• [TASK PROMPT]: Starting at the top of the listing below, copy each line exactly, stopping after the line that contains "detect the guardrail".

• [SUPPLIED RECORDS]:
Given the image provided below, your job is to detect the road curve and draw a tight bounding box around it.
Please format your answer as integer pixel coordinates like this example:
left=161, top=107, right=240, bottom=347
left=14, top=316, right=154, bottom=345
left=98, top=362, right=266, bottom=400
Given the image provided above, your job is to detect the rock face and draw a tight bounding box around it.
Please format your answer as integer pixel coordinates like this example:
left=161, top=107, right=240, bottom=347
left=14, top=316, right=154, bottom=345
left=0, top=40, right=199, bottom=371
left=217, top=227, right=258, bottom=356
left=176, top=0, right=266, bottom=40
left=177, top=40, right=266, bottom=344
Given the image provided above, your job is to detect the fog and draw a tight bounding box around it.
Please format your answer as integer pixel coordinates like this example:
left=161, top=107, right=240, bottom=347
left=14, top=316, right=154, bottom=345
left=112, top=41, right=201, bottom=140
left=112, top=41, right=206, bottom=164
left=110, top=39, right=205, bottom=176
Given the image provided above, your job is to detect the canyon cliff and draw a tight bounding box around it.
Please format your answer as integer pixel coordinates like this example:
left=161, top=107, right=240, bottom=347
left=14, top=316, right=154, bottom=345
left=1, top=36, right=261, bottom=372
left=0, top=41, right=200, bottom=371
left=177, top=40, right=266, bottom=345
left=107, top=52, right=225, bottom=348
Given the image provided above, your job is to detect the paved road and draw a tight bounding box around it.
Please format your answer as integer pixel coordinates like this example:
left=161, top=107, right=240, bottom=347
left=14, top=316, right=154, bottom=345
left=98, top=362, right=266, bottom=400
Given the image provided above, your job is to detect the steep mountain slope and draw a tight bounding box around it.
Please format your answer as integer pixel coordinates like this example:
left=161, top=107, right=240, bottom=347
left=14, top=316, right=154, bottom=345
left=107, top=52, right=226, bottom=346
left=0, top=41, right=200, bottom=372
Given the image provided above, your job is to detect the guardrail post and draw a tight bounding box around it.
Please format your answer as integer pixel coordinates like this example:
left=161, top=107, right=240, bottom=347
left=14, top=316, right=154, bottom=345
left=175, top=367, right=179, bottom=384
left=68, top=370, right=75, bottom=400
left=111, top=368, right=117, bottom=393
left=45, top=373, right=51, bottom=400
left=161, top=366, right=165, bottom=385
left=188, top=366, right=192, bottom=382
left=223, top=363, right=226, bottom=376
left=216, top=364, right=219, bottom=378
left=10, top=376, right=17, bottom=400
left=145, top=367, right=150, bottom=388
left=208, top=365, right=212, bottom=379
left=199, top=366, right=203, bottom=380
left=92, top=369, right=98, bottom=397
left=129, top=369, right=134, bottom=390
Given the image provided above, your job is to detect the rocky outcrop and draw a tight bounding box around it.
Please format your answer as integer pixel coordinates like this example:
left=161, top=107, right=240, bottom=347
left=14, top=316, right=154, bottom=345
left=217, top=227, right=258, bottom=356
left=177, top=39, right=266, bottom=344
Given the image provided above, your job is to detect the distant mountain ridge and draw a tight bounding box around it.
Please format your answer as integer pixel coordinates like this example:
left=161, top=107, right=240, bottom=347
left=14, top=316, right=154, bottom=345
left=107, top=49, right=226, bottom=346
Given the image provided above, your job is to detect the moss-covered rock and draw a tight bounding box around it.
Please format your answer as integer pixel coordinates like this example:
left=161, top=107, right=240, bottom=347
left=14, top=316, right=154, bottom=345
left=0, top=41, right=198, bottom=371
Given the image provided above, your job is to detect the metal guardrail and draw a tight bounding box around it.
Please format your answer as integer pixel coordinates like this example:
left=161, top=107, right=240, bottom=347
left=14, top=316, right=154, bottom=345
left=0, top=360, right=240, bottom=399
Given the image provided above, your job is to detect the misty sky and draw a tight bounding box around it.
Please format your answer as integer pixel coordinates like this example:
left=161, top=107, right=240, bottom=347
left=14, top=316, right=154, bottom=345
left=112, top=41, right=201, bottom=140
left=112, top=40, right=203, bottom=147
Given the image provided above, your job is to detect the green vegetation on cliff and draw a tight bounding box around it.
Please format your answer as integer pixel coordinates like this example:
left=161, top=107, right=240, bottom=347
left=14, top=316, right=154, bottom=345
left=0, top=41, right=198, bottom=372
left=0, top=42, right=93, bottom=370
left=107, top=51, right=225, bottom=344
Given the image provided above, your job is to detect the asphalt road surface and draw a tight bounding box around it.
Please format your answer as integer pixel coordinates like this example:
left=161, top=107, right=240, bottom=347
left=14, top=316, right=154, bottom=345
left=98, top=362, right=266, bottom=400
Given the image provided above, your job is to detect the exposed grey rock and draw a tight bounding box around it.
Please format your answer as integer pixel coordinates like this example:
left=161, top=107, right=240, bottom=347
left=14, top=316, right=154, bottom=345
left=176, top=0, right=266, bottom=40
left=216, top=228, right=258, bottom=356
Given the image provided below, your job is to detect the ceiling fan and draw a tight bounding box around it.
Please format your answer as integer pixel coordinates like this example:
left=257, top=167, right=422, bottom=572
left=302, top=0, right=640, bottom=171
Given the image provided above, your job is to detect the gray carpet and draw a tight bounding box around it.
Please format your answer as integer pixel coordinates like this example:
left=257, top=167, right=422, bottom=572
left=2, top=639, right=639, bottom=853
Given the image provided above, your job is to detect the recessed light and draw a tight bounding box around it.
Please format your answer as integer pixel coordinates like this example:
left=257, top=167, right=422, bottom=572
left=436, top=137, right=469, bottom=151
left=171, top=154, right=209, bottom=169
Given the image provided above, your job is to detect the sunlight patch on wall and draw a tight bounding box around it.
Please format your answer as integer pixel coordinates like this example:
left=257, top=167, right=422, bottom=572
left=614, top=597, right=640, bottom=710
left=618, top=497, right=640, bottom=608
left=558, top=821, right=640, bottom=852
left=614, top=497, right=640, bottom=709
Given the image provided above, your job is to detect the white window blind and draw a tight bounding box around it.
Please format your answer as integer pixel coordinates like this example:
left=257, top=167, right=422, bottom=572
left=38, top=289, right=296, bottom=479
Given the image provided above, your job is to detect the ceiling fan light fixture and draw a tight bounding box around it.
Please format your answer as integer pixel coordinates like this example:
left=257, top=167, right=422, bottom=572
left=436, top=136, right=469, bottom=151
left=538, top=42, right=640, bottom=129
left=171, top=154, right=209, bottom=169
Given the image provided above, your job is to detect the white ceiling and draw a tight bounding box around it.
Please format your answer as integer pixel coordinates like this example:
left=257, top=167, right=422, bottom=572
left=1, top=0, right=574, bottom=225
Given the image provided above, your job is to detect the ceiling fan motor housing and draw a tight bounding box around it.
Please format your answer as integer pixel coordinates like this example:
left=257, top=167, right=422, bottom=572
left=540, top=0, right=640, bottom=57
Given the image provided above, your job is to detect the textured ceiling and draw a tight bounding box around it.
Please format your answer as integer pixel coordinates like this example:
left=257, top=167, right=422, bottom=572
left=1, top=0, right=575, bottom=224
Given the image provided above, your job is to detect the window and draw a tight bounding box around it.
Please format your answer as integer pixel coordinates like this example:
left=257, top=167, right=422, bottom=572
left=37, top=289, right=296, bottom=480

• [TASK OUTPUT]:
Given the image provided below, your job is to detect the road curve and draw a tight bounding box around it.
Please format your answer as integer pixel coordinates like this example:
left=161, top=107, right=240, bottom=347
left=14, top=316, right=154, bottom=345
left=98, top=362, right=266, bottom=400
Given the image provided above, your job is to detect the rock face and draw a tight bounding box around it.
Please format your answer as integer pixel coordinates like this example:
left=161, top=107, right=240, bottom=347
left=14, top=316, right=154, bottom=345
left=0, top=40, right=199, bottom=371
left=217, top=227, right=258, bottom=356
left=176, top=0, right=266, bottom=40
left=177, top=40, right=266, bottom=344
Given the image provided above, your job is to detect the fog and draw a tight bounding box around it.
Please format your answer as integer pixel coordinates like this example:
left=161, top=107, right=240, bottom=347
left=14, top=316, right=154, bottom=345
left=112, top=41, right=201, bottom=140
left=112, top=41, right=206, bottom=164
left=110, top=39, right=205, bottom=176
Given the image provided above, your job is to detect the canyon cliff and draw a tight bounding box around it.
Please format your answer as integer pixel coordinates like this example:
left=161, top=107, right=240, bottom=347
left=14, top=316, right=154, bottom=345
left=1, top=36, right=261, bottom=372
left=0, top=41, right=200, bottom=371
left=177, top=40, right=266, bottom=345
left=107, top=52, right=225, bottom=348
Given the image provided above, your job is to detect the paved road and draw a tight bounding box around it.
Please format your answer as integer pixel coordinates like this example:
left=161, top=107, right=240, bottom=347
left=14, top=316, right=154, bottom=345
left=98, top=362, right=266, bottom=400
Given the image provided above, your job is to detect the steep mountain slope and draw a tight bounding box around it.
Please format your answer as integer pixel coordinates like this example:
left=161, top=107, right=240, bottom=347
left=14, top=316, right=154, bottom=345
left=107, top=52, right=226, bottom=346
left=0, top=41, right=200, bottom=372
Given the image provided above, your job is to detect the guardrail post and draw a tight bounding box around it.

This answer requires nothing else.